◆ Selected text ◆
----------
How to make a claim: opinion vs. arguable claims. What makes solid evidence? How to support a claim with evidence. How to quote and paraphrase.

What makes solid evidence?

The evidence needed to support your claim can come from a variety of sources.  Some sources will be considered more valuable than others so evaluating the quality and reliability of the information you have is very important. 

For example:

  • Use primary information from direct sources. Taking information from a secondary news source that is reporting on the results of the research study is often considered less reliable than taking the information directly from the research study itself. 
  • Consider the author and publication source of the information. What are their credentials? What is their expertise on the topic? Is the source cited by other authors?
  • Use data and statistics to support your claim.
  • Gather data yourself through interviews and conducting primary research.
  • Make sure your sources have shared where and how they gathered their information and data from: look at the sources they cite or their research methods.
  • Consider searching for peer-reviewed research articles

Say why and how this evidence supports your argument

After you introduce evidence into your writing, you must say why and how this evidence supports your argument. In other words, you have to explain the significance of the evidence and its function in your paper. What turns a fact or piece of information into evidence is the connection it has with a larger claim or argument: evidence is always evidence for or against something, and you have to make that link clear.

Answering these questions may help you explain how your evidence is related to your overall argument.

  1. OK, I’ve just stated this point, but so what? Why is it interesting? Why should anyone care?
----------
(Dataset entries)
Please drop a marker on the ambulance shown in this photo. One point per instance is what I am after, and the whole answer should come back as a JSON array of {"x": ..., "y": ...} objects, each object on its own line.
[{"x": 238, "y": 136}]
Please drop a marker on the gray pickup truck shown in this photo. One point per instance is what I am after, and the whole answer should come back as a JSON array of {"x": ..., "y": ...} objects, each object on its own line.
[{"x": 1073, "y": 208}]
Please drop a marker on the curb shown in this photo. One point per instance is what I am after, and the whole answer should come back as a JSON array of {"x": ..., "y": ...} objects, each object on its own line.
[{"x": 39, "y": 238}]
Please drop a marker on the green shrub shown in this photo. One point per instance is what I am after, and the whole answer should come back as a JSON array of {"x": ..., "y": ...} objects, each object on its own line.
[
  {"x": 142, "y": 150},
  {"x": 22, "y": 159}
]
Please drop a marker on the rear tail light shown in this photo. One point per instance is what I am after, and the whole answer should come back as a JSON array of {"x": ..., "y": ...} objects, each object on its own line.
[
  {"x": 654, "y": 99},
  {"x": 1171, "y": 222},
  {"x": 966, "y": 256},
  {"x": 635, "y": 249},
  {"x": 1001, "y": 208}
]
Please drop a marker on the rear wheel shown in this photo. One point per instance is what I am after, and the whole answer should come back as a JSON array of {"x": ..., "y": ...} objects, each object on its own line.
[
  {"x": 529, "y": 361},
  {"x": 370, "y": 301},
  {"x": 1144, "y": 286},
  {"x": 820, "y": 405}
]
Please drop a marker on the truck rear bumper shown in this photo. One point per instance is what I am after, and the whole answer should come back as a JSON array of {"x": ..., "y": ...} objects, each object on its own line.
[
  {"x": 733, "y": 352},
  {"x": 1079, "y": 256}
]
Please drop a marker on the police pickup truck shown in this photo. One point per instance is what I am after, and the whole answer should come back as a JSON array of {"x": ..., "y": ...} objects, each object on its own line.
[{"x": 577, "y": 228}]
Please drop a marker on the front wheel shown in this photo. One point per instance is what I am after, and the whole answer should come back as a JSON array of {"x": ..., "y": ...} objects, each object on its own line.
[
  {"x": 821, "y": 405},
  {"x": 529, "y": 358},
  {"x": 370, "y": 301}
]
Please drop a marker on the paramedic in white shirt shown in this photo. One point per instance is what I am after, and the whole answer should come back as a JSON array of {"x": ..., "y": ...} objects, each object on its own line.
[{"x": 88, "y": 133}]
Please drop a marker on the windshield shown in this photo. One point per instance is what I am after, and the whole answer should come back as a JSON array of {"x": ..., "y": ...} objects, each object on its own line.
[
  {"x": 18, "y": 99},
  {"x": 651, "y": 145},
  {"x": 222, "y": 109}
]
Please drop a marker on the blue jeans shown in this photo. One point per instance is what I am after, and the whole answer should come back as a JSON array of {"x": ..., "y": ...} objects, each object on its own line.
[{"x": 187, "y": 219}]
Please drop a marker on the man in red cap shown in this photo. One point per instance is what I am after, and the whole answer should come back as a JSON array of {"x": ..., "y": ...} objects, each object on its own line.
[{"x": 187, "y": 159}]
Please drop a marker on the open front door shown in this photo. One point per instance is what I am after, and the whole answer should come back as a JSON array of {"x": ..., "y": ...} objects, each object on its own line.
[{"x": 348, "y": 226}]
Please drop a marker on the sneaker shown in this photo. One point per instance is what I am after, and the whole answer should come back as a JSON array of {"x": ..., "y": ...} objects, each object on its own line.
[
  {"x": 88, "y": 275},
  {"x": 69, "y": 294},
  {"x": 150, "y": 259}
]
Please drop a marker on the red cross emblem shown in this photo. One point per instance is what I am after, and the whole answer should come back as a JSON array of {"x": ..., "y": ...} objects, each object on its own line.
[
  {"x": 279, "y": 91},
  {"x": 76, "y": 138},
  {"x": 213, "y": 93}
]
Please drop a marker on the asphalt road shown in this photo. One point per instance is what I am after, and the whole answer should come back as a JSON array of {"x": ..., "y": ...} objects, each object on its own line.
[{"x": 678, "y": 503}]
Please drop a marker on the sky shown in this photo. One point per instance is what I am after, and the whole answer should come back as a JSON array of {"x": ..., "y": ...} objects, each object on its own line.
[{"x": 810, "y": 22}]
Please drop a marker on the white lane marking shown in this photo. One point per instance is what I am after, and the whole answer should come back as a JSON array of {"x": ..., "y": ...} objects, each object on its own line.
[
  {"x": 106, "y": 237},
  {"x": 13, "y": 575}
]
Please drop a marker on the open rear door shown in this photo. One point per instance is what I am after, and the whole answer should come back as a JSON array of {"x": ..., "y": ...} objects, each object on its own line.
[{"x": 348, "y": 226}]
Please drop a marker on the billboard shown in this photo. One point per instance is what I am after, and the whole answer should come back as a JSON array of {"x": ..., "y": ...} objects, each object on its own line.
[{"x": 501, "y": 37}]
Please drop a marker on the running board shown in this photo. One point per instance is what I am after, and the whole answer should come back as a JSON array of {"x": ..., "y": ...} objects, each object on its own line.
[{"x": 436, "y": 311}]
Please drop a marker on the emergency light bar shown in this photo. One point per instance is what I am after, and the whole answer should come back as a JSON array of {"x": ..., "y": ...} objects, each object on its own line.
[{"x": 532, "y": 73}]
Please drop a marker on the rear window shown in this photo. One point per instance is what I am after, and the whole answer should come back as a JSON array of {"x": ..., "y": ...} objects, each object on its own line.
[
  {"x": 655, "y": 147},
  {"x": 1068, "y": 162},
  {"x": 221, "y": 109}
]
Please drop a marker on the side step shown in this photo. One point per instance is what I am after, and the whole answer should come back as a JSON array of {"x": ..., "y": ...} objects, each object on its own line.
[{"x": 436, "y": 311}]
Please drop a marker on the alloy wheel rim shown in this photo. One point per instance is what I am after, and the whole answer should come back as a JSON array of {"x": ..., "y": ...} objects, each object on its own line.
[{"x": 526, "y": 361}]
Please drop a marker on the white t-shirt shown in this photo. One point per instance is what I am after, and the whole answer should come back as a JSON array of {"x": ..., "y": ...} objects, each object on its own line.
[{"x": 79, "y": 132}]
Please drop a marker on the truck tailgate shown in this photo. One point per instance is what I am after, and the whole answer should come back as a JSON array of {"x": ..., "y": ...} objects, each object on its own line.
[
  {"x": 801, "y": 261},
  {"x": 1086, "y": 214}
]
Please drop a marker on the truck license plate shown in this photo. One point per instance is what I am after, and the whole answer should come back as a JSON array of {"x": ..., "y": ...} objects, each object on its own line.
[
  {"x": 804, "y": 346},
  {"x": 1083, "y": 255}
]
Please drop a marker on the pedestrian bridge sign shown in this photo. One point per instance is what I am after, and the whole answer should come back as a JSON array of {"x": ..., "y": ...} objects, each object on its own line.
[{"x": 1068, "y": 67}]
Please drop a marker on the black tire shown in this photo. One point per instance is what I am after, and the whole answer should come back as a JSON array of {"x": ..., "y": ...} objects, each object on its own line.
----------
◆ To-do list ◆
1. Check each statement against the text on evidence and answer yes or no, quoting the words that decide it. (a) Information from a secondary news source reporting on a study is often considered less reliable than information from the study itself. (b) The text advises against gathering data yourself. (c) A fact becomes evidence through its connection with a larger claim or argument.
2. Extend the text on supporting claims with evidence, picking up right after its last line.
This material stands apart from the text on supporting claims with evidence.

◆ Exercise results ◆
1.
(a) Yes: "Taking information from a secondary news source that is reporting on the results of the research study is often considered less reliable than taking the information directly from the research study itself."
(b) No: "Gather data yourself through interviews and conducting primary research."
(c) Yes: "What turns a fact or piece of information into evidence is the connection it has with a larger claim or argument"

2.
  2. What does this information imply?
  3. What are the consequences of thinking this way or looking at a problem this way?
  4. I’ve just described what something is like or how I see it, but why is it like that?
  5. I’ve just said that something happens—so how does it happen? How does it come to be the way it is?
  6. Why is this information important? Why does it matter?
  7. How is this idea related to my thesis? What connections exist between them? Does it support my thesis? If so, how does it do that?
  8. Can I give an example to illustrate this point?

From the Writing Center at  University of NC Chapel Hill

Do I Need More Evidence?

If you're unsure if you need more evidence, making a Reverse Outline can help.

What is a reverse outline? Why is it helpful?

• You create a reverse outline after your essay has been written.

• The reverse outline helps you to analyze what you’ve already written, looking for repetitions, or points that might not be in the most effective order.

• The reverse outline shows the “big picture” of the paper.

How do I create a reverse outline?

▪ Write or type a number next to each of your paragraphs throughout the whole paper.

▪ For paragraph 1, write #1 on the first line of a separate sheet of paper, and list the main point(s) of that paragraph (a phrase or short sentence)

▪ Continue this process until you reach the end of the paper.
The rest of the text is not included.